Data excerpts on object pointing:
┌──
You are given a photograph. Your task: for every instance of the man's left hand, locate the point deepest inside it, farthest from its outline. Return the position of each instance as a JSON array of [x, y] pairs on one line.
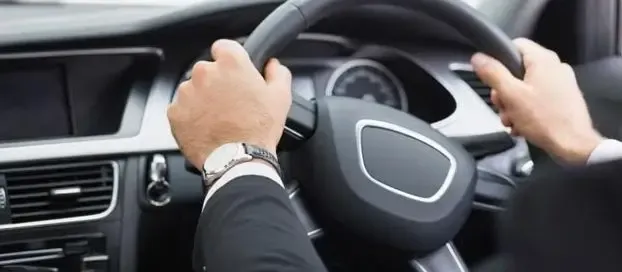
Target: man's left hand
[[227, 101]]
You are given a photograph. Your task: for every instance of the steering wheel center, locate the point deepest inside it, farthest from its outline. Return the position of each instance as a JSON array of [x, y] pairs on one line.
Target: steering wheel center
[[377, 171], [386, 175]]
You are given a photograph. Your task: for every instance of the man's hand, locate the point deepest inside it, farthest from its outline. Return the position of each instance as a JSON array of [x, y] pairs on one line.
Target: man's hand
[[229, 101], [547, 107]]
└──
┌──
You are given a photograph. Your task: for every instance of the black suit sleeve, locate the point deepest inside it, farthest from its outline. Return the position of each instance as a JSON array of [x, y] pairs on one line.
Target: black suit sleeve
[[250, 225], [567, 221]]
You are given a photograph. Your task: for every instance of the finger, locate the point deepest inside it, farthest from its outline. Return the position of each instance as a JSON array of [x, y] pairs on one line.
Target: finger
└──
Problem description: Rewrite the stretch of data from the line containing "the man's left" through the line containing "[[229, 101], [547, 107]]", swapping every "photograph" for "image" and changing nothing else. Leave out the pictures.

Result of this exercise:
You are given a image. Your task: for every instance of the man's left hand, locate the point deepest inside it, farthest from its outline. Return the position of each instance as a JSON array of [x, y] pairs on one line.
Target: man's left hand
[[227, 101]]
You are given a image. Your task: for every instance of the steering wheel center, locate the point deepest inside it, farthest from its outline. Return the position of each instance as a JSON array of [x, y] pairs on one line.
Target: steering wheel center
[[377, 171], [386, 175]]
You are given a image. Your task: for every instance of the man's hand, locate the point deepest inside it, farthest from its outline. Return the position of each instance as a JSON array of [x, y] pairs on one line.
Target: man's hand
[[229, 101], [547, 107]]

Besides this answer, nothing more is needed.